## Opdracht 1
Verander in de lijst hieronder "white daisy" in "red poppy" en neem alle andere regels van de lijst ongewijzigd over.

“Het is 1947. Het jaar dat het heden begint.”

Een caleidoscopisch beeld van een bijzonder jaar
9 minuten leestijd
Augustus 2017 verschijnt bij Thomas Rap het boek ‘1947. Hier begint het heden‘. Hierin vormt Elisabeth Åsbrink een caleidoscopisch beeld van een bijzonder jaar, wanneer de fascisten na de oorlog op de vlucht zijn naar Zuid-Amerika en in Polen een half miljoen mensen worden aangeklaagd wegens collaboratie. Ondertussen zoeken honderdduizenden vluchtelingen een nieuwe plek om hun leven weer op te bouwen, waarvan een grote groep naar Israël wil. Tegelijkertijd voert Lord Mountbatten gesprekken met Nehru en Gandhi over de toekomst van India en presenteert Cristian Dior in Parijs zijn eerste collectie. Op Historiek een fragment uit het boek, waarin stilgestaan wordt bij enkele gebeurtenissen in januari 1947.


Januari 1947

‘Overal ontstaan nieuwe grenzen. Grenzen die mensen zullen slechten, omdat ze op zoek zijn naar een plek om te leven, op zoek naar een toekomst. In Europa of desnoods daarbuiten. Het is 1947. Het jaar dat het heden begint.’

Arab al-Zubayd

Hamdeh Jomá is een meisje met een sterk karakter, maar er is een grens. Die komt dichterbij. Zodra de man met zijn magische doos in het dorp verschijnt, roept hij de kinderen. De kleintjes moeten hun moeders om korrels vragen, de groten moeten stelen, maar ze moeten allemaal komen kijken naar de toverdoos waarvan de man beweert dat die suiker eet en snoepjes uitpoept. Daar moeten ze om lachen en ze betalen hem met bulgur, linzen en haver. Hij vertelt zijn verhalen en laat zijn plaatjes zien die verhalen worden zodra hij een slinger in de kartonnen doos steekt en daaraan draait.

## Opdracht 2
Herschrijf alsjeblieft de alinea van het bronfragment die begint met "Augustus 2017 verschijnt" als een korte opsomming met de belangrijkste feiten.

## Werkgegevens
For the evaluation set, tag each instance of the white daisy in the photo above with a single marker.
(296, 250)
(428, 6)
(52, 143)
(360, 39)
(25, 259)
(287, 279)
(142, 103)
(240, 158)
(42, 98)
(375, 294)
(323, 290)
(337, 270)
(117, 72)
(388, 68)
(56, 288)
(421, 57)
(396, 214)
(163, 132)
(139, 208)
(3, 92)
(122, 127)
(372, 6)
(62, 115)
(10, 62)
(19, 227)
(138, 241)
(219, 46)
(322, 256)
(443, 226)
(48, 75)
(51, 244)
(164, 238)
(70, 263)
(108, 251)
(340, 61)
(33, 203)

## Volledig antwoord 1
For the evaluation set, tag each instance of the red poppy in the photo above with a single marker.
(296, 250)
(428, 6)
(52, 143)
(360, 39)
(25, 259)
(287, 279)
(142, 103)
(240, 158)
(42, 98)
(375, 294)
(323, 290)
(337, 270)
(117, 72)
(388, 68)
(56, 288)
(421, 57)
(396, 214)
(163, 132)
(139, 208)
(3, 92)
(122, 127)
(372, 6)
(62, 115)
(10, 62)
(19, 227)
(138, 241)
(219, 46)
(322, 256)
(443, 226)
(48, 75)
(51, 244)
(164, 238)
(70, 263)
(108, 251)
(340, 61)
(33, 203)

## Volledig antwoord 2
- Augustus 2017: bij Thomas Rap verschijnt het boek ‘1947. Hier begint het heden’ van Elisabeth Åsbrink.
- Het boek geeft een caleidoscopisch beeld van het jaar 1947.
- Fascisten vluchten na de oorlog naar Zuid-Amerika.
- In Polen worden een half miljoen mensen aangeklaagd wegens collaboratie.
- Honderdduizenden vluchtelingen zoeken een nieuwe plek, een grote groep wil naar Israël.
- Lord Mountbatten spreekt met Nehru en Gandhi over de toekomst van India.
- Cristian Dior presenteert in Parijs zijn eerste collectie.
- Historiek plaatst een fragment over gebeurtenissen in januari 1947.